> **Work instructions**: Replace "dirt patch" with "bare earth patch" in the items from the line with "Practice step: pick out every instance of the grass in" up to and including the line with "[(222, 288), (934, 260)]". Give back only those lines, with everything else unchanged.

-- Records provided start --

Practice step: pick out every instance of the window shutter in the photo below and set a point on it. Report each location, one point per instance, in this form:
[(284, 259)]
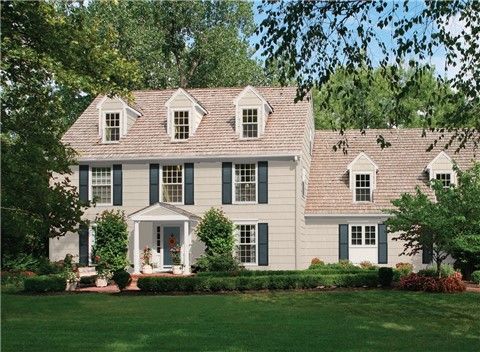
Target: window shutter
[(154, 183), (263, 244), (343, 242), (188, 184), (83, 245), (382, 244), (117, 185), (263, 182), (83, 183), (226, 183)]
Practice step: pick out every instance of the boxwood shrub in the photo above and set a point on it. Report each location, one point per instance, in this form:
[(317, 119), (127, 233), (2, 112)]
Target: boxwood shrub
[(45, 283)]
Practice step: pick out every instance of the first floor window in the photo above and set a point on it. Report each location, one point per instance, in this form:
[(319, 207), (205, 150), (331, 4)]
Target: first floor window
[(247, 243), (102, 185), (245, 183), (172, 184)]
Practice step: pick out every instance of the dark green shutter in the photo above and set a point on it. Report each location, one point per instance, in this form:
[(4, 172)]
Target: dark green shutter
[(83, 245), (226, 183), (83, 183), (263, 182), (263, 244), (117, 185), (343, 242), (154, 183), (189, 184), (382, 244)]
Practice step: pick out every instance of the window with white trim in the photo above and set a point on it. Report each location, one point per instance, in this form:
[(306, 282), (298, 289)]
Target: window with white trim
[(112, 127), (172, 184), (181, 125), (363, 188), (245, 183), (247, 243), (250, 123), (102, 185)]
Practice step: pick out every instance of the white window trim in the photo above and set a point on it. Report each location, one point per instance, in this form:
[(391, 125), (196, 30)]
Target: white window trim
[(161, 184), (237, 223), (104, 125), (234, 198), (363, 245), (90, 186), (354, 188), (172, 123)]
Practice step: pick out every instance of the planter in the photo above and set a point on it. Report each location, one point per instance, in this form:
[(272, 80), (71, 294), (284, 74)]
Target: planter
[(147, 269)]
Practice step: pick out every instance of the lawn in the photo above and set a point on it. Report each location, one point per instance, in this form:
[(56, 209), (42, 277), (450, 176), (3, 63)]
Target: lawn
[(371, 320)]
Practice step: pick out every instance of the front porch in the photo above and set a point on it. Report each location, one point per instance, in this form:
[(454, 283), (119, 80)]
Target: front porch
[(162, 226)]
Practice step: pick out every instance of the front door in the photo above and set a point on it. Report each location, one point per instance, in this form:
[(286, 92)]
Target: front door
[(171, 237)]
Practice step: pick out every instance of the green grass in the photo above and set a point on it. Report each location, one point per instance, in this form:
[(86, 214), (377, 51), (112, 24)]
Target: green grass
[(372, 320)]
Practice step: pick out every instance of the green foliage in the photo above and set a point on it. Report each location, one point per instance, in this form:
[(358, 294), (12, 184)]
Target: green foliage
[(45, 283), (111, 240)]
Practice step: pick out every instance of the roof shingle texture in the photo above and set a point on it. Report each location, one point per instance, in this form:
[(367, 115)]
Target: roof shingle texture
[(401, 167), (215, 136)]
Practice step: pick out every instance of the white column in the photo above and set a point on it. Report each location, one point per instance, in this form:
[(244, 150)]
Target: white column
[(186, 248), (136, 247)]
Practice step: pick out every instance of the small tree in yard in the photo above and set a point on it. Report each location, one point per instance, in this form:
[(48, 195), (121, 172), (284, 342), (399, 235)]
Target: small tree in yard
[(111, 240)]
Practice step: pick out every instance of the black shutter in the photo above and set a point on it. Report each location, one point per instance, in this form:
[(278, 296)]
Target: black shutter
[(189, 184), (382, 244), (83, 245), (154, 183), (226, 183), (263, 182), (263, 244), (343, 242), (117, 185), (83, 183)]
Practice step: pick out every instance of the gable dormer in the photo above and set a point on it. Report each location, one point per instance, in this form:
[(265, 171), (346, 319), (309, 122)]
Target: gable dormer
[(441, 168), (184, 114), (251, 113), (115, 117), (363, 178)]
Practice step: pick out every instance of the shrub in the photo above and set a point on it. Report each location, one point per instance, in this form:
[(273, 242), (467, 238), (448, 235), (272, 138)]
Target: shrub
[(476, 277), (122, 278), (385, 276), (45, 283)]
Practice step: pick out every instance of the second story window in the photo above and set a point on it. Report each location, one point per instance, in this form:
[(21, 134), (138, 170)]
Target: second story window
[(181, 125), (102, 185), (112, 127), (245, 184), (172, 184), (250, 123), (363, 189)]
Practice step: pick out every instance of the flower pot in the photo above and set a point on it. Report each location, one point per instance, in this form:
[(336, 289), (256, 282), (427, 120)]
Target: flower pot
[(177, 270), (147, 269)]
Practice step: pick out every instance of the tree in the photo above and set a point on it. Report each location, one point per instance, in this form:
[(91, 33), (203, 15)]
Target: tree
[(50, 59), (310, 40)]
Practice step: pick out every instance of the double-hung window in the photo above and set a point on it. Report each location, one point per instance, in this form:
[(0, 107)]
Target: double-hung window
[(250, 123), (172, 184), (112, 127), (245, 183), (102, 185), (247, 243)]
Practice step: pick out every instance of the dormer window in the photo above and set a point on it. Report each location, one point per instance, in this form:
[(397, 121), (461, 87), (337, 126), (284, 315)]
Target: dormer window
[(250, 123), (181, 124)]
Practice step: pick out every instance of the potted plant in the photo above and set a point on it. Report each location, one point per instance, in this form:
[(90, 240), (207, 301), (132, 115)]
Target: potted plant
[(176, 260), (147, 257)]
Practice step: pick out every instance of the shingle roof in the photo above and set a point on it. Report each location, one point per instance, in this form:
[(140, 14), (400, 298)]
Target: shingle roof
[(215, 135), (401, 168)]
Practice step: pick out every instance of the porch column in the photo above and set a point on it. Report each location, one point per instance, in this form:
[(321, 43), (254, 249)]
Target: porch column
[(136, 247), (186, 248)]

-- Records provided end --
-- Records provided start --

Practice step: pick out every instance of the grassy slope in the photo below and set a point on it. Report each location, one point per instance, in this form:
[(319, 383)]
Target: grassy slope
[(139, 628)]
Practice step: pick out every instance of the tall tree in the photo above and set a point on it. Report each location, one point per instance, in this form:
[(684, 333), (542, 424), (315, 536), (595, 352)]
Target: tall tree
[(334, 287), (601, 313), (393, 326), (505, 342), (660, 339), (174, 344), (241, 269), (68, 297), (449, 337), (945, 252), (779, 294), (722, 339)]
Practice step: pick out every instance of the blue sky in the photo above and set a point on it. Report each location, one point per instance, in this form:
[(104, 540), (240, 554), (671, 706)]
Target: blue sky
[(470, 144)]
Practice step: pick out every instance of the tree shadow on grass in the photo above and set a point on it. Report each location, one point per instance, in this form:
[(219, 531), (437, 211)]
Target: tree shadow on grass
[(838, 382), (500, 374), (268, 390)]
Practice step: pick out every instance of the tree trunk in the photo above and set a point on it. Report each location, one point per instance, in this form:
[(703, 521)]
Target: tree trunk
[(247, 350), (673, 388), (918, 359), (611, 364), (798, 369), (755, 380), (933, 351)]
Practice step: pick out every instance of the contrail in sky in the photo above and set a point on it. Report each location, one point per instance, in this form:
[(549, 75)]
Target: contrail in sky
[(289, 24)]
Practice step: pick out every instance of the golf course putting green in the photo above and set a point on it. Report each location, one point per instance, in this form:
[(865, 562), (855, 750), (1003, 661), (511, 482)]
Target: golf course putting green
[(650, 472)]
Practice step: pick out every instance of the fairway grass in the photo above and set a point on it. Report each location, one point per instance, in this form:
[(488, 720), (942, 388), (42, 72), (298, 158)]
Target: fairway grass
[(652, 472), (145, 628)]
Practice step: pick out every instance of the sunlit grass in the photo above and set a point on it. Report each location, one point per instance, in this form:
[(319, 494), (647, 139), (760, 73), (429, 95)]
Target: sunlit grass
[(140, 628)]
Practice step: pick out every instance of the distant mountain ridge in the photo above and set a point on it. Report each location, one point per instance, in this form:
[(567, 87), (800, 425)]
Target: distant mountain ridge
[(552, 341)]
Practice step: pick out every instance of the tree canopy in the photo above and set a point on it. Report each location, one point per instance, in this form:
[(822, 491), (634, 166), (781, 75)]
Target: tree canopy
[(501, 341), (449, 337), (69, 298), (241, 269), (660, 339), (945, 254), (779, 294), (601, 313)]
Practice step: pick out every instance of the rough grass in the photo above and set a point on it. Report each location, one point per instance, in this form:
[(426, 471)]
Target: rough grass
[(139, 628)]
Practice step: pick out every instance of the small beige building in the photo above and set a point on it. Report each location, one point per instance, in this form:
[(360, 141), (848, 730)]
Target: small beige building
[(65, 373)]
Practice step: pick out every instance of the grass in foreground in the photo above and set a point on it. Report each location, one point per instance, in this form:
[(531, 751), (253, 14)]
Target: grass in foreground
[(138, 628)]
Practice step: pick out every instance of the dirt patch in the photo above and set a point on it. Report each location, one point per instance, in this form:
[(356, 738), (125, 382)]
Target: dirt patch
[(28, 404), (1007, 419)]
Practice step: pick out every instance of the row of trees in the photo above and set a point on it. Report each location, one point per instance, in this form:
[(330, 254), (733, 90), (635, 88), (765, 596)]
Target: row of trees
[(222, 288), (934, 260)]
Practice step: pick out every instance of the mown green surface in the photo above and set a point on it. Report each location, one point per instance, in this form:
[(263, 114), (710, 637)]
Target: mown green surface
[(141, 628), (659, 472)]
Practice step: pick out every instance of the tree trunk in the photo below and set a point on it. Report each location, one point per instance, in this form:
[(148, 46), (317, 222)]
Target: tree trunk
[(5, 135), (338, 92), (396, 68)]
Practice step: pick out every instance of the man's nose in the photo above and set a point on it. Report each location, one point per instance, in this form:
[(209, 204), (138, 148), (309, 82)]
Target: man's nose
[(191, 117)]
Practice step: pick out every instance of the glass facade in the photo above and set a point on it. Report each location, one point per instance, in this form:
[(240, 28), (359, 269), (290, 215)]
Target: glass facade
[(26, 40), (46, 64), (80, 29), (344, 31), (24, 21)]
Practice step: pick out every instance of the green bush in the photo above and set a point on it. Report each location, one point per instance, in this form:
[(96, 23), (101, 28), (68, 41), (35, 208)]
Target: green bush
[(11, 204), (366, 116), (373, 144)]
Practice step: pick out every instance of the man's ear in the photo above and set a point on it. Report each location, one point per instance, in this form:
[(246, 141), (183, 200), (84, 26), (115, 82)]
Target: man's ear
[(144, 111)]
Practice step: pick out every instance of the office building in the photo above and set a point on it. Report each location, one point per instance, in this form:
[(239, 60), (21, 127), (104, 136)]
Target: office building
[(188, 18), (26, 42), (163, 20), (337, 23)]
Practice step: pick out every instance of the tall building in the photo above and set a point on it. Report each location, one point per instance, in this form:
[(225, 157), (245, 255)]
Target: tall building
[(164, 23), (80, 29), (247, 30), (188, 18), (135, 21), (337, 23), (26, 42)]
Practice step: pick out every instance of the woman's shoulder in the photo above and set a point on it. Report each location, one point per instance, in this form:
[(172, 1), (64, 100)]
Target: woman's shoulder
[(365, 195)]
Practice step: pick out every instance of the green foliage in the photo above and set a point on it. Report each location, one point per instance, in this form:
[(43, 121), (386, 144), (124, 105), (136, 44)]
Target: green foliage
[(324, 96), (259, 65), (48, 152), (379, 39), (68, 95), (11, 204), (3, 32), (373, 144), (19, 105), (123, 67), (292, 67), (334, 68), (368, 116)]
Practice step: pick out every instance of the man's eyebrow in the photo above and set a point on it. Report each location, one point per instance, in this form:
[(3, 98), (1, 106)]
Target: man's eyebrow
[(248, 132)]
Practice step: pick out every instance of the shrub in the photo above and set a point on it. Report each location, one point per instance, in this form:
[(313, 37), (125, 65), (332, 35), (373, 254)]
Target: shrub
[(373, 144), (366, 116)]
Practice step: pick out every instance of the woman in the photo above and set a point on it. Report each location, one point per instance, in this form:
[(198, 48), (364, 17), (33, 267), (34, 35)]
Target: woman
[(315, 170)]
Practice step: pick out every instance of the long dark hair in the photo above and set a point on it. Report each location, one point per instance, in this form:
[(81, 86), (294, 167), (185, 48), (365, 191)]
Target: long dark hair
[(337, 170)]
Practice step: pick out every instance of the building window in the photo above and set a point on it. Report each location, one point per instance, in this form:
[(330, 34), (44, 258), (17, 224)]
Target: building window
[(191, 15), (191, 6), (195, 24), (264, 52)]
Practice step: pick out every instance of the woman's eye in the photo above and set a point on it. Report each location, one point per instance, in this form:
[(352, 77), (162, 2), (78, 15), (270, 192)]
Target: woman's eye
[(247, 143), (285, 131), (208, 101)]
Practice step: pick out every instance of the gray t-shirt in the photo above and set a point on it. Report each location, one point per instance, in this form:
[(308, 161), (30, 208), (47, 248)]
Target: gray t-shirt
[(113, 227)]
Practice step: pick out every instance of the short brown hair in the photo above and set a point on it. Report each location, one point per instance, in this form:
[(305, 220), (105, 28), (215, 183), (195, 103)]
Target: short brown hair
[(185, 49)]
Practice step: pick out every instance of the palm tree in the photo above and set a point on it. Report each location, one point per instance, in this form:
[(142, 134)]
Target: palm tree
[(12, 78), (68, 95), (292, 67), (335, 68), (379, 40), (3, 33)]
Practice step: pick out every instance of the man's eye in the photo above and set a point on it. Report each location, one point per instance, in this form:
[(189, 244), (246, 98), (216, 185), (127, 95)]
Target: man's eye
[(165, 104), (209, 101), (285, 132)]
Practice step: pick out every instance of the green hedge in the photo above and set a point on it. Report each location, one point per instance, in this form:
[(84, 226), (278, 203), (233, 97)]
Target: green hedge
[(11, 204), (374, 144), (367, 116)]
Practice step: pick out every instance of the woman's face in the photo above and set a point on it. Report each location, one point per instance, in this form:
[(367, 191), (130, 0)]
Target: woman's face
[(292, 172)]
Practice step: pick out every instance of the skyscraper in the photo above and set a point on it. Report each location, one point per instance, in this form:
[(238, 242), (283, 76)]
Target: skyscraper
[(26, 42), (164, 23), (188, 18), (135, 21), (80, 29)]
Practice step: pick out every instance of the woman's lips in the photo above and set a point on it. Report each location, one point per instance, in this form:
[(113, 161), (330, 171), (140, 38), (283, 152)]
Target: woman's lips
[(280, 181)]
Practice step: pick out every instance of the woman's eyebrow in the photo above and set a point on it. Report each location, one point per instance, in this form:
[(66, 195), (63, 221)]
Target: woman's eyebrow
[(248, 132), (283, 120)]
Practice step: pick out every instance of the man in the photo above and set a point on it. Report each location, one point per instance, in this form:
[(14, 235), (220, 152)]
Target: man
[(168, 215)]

-- Records provided end --

> **Solution for this problem**:
Practice step: pick out every instance of the grass in foreground in the photo above and set a point on it. Report each location, one point per instance, in this form:
[(531, 751), (253, 14)]
Target: grass in foreground
[(138, 628)]
Practice step: pick out every instance of the bare earth patch in the photo above and set a point on it. Report each location, one point per instance, in this form:
[(356, 738), (125, 382)]
Target: bare earth patch
[(28, 404), (1007, 419)]
Practice step: pick out every instance of the row of trees in the photo above and set a point on it. Report each location, one point per instance, in this form:
[(330, 254), (733, 90), (635, 88), (765, 596)]
Target: row of trees
[(222, 288), (934, 260)]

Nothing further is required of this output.